Spring Budget 2021: What’s in it for businesses and the pound?

The economic blow dealt by the pandemic forced chancellor Rishi Sunak to deliver a spend now, tax later Budget. Outlining the government’s plans to drag the economy out of the Covid-19 crisis, he announced measures designed to deliver a short-term boost to businesses and jobs and significant tax rises to help rebalance the public finances. Ultimately, Mr Sunak’s eagerly anticipated statement painted a bleak picture of the state of the UK’s finances, with the responsibility for filling up a black hole falling at the feet of taxpayers.

As the nation prepares to take its first tentative steps out of another lockdown, against a backdrop of Europe’s most advanced vaccine rollout, let’s review the main talking points from the Budget – and analyse how they might impact the pound.

Business rates holiday extension

The business rates holiday, which was due to finish in England at the end of March, has been extended until 30 June, followed by a six-month period where rates will be discounted to one-third of the normal charge. This will provide prolonged relief for high street businesses forced to shutter their doors during the pandemic. The chancellor called it “a £6bn tax cut for businesses”.

Furlough scheme extension

The furlough scheme – which pays 80% of employees’ wages for the hours they cannot work during the pandemic – was scheduled to end in April. Mr Sunak confirmed that it would be extended until June in its current form, followed by a gradual phasing out until the end of September as employers cover a larger share of wages of laid-off employees. The extension is significant for a large section of the population, with 11.2 million jobs supported by the scheme since March 2020.

Exercise data:
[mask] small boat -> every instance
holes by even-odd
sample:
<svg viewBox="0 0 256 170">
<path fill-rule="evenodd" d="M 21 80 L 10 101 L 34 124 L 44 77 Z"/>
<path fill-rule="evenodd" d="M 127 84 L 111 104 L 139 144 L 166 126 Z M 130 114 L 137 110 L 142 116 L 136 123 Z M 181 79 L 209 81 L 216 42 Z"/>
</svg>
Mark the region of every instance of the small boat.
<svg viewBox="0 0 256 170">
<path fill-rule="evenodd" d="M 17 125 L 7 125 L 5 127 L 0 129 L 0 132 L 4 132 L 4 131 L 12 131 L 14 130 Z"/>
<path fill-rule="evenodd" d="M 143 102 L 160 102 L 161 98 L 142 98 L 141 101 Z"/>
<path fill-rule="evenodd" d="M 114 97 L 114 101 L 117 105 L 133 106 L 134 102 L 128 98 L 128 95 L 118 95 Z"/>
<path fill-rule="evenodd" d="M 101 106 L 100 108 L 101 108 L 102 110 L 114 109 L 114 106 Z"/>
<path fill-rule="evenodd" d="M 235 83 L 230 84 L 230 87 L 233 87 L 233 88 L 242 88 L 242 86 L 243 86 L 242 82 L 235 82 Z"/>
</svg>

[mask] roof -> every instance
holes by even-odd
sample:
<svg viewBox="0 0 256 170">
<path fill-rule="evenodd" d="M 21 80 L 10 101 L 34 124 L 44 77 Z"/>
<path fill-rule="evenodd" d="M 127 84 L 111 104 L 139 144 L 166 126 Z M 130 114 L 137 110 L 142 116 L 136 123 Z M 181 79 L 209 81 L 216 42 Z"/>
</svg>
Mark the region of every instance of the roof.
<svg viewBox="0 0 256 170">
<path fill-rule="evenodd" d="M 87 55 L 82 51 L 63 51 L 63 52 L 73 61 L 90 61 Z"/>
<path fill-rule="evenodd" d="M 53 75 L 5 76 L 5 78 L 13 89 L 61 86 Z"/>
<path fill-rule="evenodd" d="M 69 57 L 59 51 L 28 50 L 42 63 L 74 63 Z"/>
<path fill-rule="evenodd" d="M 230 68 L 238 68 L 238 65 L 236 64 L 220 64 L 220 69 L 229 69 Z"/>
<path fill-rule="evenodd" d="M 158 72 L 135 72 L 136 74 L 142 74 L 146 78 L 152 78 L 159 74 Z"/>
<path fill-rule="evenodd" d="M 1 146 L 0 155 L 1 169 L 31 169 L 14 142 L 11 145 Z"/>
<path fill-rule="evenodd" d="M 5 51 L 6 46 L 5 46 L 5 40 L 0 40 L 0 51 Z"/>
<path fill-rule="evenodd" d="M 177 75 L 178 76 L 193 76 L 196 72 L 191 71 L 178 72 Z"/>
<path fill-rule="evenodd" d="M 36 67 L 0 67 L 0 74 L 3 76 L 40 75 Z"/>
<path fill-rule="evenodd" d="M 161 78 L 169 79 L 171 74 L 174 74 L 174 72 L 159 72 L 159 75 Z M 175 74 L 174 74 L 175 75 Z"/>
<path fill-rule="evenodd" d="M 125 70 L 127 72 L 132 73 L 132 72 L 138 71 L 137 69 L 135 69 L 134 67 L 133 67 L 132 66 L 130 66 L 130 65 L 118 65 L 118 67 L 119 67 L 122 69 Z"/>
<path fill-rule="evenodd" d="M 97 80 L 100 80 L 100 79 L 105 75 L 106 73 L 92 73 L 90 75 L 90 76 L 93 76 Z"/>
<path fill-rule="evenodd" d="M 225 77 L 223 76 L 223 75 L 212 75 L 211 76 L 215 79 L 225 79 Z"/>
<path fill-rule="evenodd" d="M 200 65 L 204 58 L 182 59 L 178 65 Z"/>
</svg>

What the exercise asks:
Translate this sentence from the Spring Budget 2021 article into Spanish: "This will provide prolonged relief for high street businesses forced to shutter their doors during the pandemic."

Answer below:
Esto proporcionará un alivio prolongado a los comercios a pie de calle que se vieron obligados a cerrar sus puertas durante la pandemia.